(Input for this task)
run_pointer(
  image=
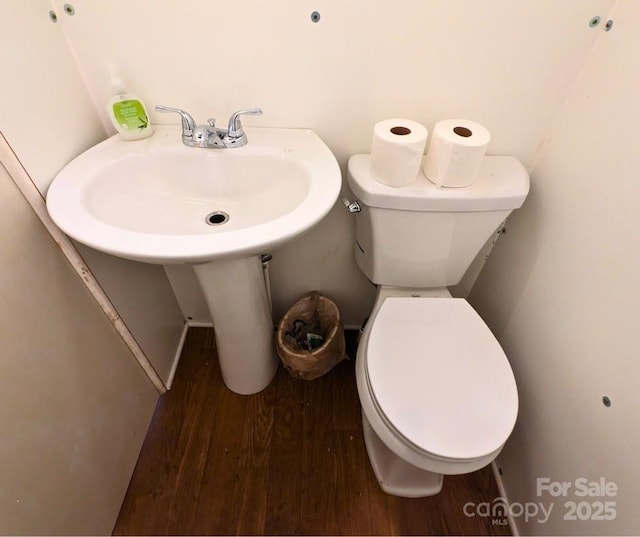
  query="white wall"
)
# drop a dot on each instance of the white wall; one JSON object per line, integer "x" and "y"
{"x": 561, "y": 293}
{"x": 505, "y": 64}
{"x": 74, "y": 404}
{"x": 48, "y": 118}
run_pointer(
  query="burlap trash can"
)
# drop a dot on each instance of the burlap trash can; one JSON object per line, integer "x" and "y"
{"x": 310, "y": 312}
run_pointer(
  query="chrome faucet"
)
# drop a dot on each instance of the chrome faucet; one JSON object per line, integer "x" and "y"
{"x": 210, "y": 136}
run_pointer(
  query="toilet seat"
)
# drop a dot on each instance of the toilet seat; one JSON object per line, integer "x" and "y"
{"x": 439, "y": 377}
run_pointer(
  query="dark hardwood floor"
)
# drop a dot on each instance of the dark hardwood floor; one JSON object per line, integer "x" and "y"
{"x": 290, "y": 460}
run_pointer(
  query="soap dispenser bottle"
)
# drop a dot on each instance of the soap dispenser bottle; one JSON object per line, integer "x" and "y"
{"x": 128, "y": 113}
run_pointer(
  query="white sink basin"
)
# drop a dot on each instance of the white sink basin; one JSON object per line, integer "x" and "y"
{"x": 148, "y": 200}
{"x": 155, "y": 200}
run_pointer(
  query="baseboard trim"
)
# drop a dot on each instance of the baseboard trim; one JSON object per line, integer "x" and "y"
{"x": 178, "y": 353}
{"x": 512, "y": 522}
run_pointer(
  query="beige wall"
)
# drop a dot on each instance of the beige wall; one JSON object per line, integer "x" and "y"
{"x": 505, "y": 64}
{"x": 48, "y": 118}
{"x": 561, "y": 293}
{"x": 74, "y": 404}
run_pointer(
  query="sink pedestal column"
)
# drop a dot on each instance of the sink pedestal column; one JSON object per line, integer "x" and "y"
{"x": 235, "y": 293}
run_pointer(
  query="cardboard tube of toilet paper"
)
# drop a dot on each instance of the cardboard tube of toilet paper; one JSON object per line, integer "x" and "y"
{"x": 455, "y": 153}
{"x": 397, "y": 150}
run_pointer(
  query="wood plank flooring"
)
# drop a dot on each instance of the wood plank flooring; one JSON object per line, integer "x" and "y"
{"x": 288, "y": 461}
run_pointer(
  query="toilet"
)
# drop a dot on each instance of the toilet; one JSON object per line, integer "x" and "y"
{"x": 437, "y": 392}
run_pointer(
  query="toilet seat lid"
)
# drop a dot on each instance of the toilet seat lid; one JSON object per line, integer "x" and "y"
{"x": 440, "y": 377}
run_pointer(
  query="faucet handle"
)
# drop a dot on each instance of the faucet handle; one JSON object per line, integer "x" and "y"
{"x": 235, "y": 126}
{"x": 188, "y": 123}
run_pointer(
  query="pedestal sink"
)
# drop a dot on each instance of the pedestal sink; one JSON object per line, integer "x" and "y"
{"x": 158, "y": 201}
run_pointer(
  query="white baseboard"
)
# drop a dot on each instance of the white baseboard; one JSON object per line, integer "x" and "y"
{"x": 200, "y": 324}
{"x": 512, "y": 522}
{"x": 178, "y": 353}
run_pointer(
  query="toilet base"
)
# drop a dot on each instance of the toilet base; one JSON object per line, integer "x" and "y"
{"x": 396, "y": 476}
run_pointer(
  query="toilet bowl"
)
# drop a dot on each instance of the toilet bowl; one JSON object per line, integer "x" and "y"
{"x": 437, "y": 392}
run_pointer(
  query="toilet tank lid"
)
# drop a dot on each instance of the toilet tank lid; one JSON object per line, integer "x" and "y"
{"x": 502, "y": 184}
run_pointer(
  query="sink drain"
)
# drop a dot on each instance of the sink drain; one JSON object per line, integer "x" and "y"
{"x": 216, "y": 218}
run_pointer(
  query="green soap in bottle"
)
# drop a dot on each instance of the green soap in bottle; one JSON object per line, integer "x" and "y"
{"x": 128, "y": 113}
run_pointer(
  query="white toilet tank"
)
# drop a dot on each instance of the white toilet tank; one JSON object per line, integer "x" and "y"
{"x": 421, "y": 235}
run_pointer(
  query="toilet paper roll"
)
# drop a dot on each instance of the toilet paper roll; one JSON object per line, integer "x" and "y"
{"x": 397, "y": 150}
{"x": 455, "y": 153}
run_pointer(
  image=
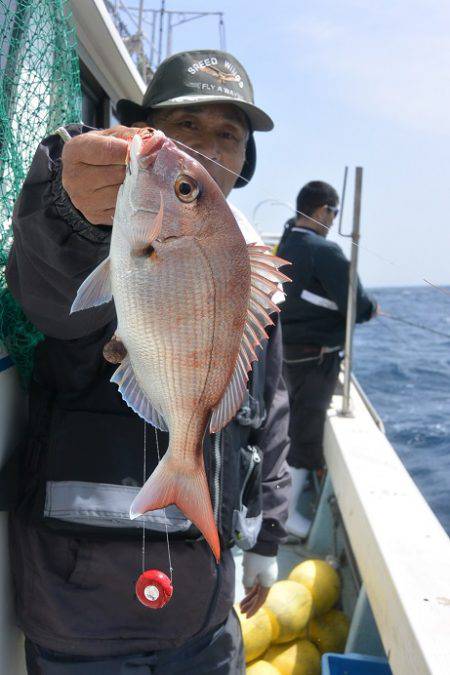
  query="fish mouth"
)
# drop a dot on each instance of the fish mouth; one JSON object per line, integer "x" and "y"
{"x": 152, "y": 142}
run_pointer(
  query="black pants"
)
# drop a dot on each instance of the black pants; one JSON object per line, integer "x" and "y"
{"x": 220, "y": 652}
{"x": 311, "y": 384}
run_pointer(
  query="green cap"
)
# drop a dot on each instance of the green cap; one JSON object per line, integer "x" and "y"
{"x": 198, "y": 77}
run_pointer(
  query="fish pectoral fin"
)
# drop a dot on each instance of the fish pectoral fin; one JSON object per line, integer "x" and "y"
{"x": 95, "y": 289}
{"x": 135, "y": 397}
{"x": 144, "y": 229}
{"x": 188, "y": 489}
{"x": 232, "y": 399}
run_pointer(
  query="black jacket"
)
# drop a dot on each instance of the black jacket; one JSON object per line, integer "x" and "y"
{"x": 315, "y": 309}
{"x": 75, "y": 560}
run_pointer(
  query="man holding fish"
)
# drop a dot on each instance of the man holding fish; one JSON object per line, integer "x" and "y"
{"x": 177, "y": 383}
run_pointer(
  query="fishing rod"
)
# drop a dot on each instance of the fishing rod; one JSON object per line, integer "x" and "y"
{"x": 412, "y": 323}
{"x": 301, "y": 213}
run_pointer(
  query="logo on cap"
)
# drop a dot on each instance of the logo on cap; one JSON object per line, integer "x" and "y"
{"x": 209, "y": 66}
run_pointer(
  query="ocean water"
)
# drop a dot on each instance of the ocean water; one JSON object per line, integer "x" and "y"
{"x": 405, "y": 371}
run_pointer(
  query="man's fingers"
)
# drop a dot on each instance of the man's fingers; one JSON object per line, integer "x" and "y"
{"x": 89, "y": 178}
{"x": 97, "y": 201}
{"x": 101, "y": 217}
{"x": 120, "y": 131}
{"x": 96, "y": 149}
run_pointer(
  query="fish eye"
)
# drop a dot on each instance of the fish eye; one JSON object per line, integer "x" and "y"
{"x": 186, "y": 188}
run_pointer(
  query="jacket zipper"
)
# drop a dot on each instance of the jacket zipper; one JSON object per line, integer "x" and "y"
{"x": 255, "y": 459}
{"x": 217, "y": 464}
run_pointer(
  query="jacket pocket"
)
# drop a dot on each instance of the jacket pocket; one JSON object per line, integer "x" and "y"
{"x": 247, "y": 517}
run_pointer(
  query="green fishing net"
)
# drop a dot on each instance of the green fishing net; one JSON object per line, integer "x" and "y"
{"x": 39, "y": 91}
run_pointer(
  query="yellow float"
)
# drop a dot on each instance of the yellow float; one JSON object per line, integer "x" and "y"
{"x": 256, "y": 633}
{"x": 261, "y": 668}
{"x": 291, "y": 603}
{"x": 321, "y": 580}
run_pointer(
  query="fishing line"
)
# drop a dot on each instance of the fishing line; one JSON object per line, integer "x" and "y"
(End Input for this task)
Goal of the exercise: The result should be the full material above, word for word, with its pictures omitted.

Problem solution:
run_pointer(
  image=
  query="white wall"
)
# drop a dot on each instance of the white wall; one JSON object per line, integer "x" and "y"
{"x": 561, "y": 293}
{"x": 505, "y": 64}
{"x": 74, "y": 404}
{"x": 48, "y": 118}
run_pointer(
  query="burlap trash can"
)
# drop a dot on each instance of the burlap trash can; one JSON object per line, integer "x" and "y"
{"x": 310, "y": 312}
run_pointer(
  query="chrome faucet"
)
# drop a dot on each instance of the chrome faucet; one JSON object per line, integer "x" and "y"
{"x": 210, "y": 136}
run_pointer(
  query="toilet seat"
)
# drop a dot on each instance of the toilet seat; one JSON object per line, integer "x" and "y"
{"x": 439, "y": 377}
run_pointer(
  query="dark hardwood floor"
)
# drop a dot on each instance of the dark hardwood floor; one JSON object per line, integer "x" and "y"
{"x": 290, "y": 460}
run_pointer(
  query="soap dispenser bottle"
)
# drop a dot on each instance of the soap dispenser bottle; one JSON object per line, integer "x" and "y"
{"x": 128, "y": 113}
run_pointer(
  query="white sink basin"
)
# drop a dot on each instance of the white sink basin; one JSON object per line, integer "x" and "y"
{"x": 148, "y": 200}
{"x": 155, "y": 200}
run_pointer(
  query="baseboard trim"
)
# drop a dot on each instance of the baseboard trim; one JSON object per line, integer "x" and "y"
{"x": 178, "y": 353}
{"x": 512, "y": 522}
run_pointer(
  query="beige wall"
)
# drop a dot on each instance of the beige wall; one JSON object per line, integer "x" and "y"
{"x": 505, "y": 64}
{"x": 48, "y": 118}
{"x": 561, "y": 293}
{"x": 74, "y": 404}
run_pointer(
  query="sink pedestal column"
)
# drop a dot on each instance of the sink pedestal column; one JSON object per line, integer "x" and "y"
{"x": 235, "y": 293}
run_pointer(
  query="cardboard tube of toilet paper"
)
# drop a dot on each instance of the cardboard tube of toilet paper; one JSON object per line, integer "x" and "y"
{"x": 455, "y": 153}
{"x": 397, "y": 150}
run_pointer(
  query="wood plank flooring"
)
# drop a dot on each instance of the wood plank flooring; one JSON object per line, integer "x" and "y"
{"x": 288, "y": 461}
run_pointer(
  query="toilet"
)
# drop a dot on each instance of the toilet; one JSON object per line, integer "x" and "y"
{"x": 437, "y": 392}
run_pointer(
  query="toilet seat lid"
)
# drop a dot on each instance of the toilet seat lid; one JSON object per line, integer "x" and "y"
{"x": 440, "y": 377}
run_pointer(
  query="faucet handle"
)
# drop a dot on each instance of the faucet handle; one JSON object per line, integer "x" and "y"
{"x": 235, "y": 126}
{"x": 188, "y": 123}
run_pointer(
  query="pedestal sink"
)
# drop a dot on each instance of the pedestal sink; one JSON object per line, integer "x" and "y"
{"x": 158, "y": 201}
run_pointer(
  query="white baseboard"
)
# drop a dot on each instance of the white baseboard; one JSON object per line, integer "x" and "y"
{"x": 200, "y": 324}
{"x": 512, "y": 522}
{"x": 178, "y": 353}
run_pointer(
  query="toilet base"
)
# drop a dot on each instance of the toilet base; one JSON object per line, integer "x" and "y"
{"x": 396, "y": 476}
run_pointer(
  query="toilet bowl"
)
# drop a dot on each instance of the toilet bowl; one JSON object per line, integer "x" and "y"
{"x": 437, "y": 392}
run_pointer(
  query="toilet tank lid"
)
# drop a dot on each instance of the toilet tank lid; one JSON object per line, integer "x" and "y"
{"x": 502, "y": 184}
run_pointer(
  query="sink drain"
)
# drop a dot on each instance of the sink drain; one JSON object per line, integer "x" and "y"
{"x": 216, "y": 218}
run_pointer(
  query="green soap in bottle"
)
# drop a dot on each instance of the green soap in bottle; one JSON object per line, integer "x" and "y"
{"x": 128, "y": 113}
run_pointer(
  query="white toilet tank"
)
# drop a dot on each instance of the white toilet tank; one JSON object per line, integer "x" and "y"
{"x": 421, "y": 235}
run_pointer(
  query="toilet paper roll"
)
# drop a dot on each instance of the toilet paper roll; one JSON object per line, integer "x" and "y"
{"x": 397, "y": 150}
{"x": 455, "y": 153}
run_pointer(
  image=
  query="fish mouth"
)
# drop a dot on each instance of the fish mouth; one JSON object per line, integer "x" and "y"
{"x": 152, "y": 142}
run_pointer(
  query="black pants"
)
# drop a dot on each instance of the black pants; one JSON object per line, integer "x" and "y"
{"x": 220, "y": 652}
{"x": 311, "y": 384}
run_pointer(
  query="green cap"
)
# drop a dot on each instance of the green cap; one JSON object per line, integer "x" and "y"
{"x": 198, "y": 77}
run_pointer(
  query="fish pectoral fin"
)
# drop a dot on each instance of the fish pectoral fin; one JSON object per line, integer "x" and "y"
{"x": 95, "y": 289}
{"x": 135, "y": 397}
{"x": 144, "y": 229}
{"x": 188, "y": 489}
{"x": 232, "y": 399}
run_pointer(
  query="black jacket"
)
# drop a dot on each instance of the black jacket; one JSON object per line, integer "x" and "y"
{"x": 315, "y": 309}
{"x": 75, "y": 560}
run_pointer(
  query="man holding fish"
)
# drop a dot on each instance of the man holding fish; one JSON object per line, integer "x" and "y"
{"x": 177, "y": 383}
run_pointer(
  query="fishing rod"
)
# drop a dot on each instance of the fishing rod; one JSON object per line, integer "x" and "y"
{"x": 412, "y": 323}
{"x": 301, "y": 213}
run_pointer(
  query="logo on cap"
)
# drop a dot on each instance of the logo on cap; one JSON object per line, integer "x" and "y"
{"x": 209, "y": 66}
run_pointer(
  query="ocean water"
)
# drop a dot on each instance of the ocean water; one JSON object per line, integer "x" and "y"
{"x": 405, "y": 371}
run_pointer(
  query="man's fingers"
)
# drop a dot on each instance of the man's fingers; one JSON object per line, integer "x" and "y"
{"x": 89, "y": 178}
{"x": 97, "y": 201}
{"x": 101, "y": 217}
{"x": 120, "y": 131}
{"x": 96, "y": 149}
run_pointer(
  query="fish eye"
)
# drop a dot on each instance of the fish eye; one JSON object per line, integer "x" and "y"
{"x": 186, "y": 188}
run_pointer(
  query="jacket zipper"
)
# drop a dot on each instance of the jacket zipper; one JSON object per line, integer "x" and "y"
{"x": 255, "y": 459}
{"x": 217, "y": 464}
run_pointer(
  query="jacket pocket"
)
# drop a dot on each instance of the jacket pocket; one JSON object per line, integer "x" and "y"
{"x": 247, "y": 517}
run_pointer(
  query="green fishing net"
)
# drop a dot on each instance of the green fishing net; one JSON object per line, integer "x" and "y"
{"x": 39, "y": 91}
run_pointer(
  query="yellow float"
)
# drop a dot on each instance of the yellow float; one JSON object per line, integer "x" and "y"
{"x": 256, "y": 633}
{"x": 261, "y": 668}
{"x": 291, "y": 603}
{"x": 321, "y": 580}
run_pointer(
  query="fishing line"
)
# drop a dot on each instance of the fishing line; one JSON object per line, integer "x" and "y"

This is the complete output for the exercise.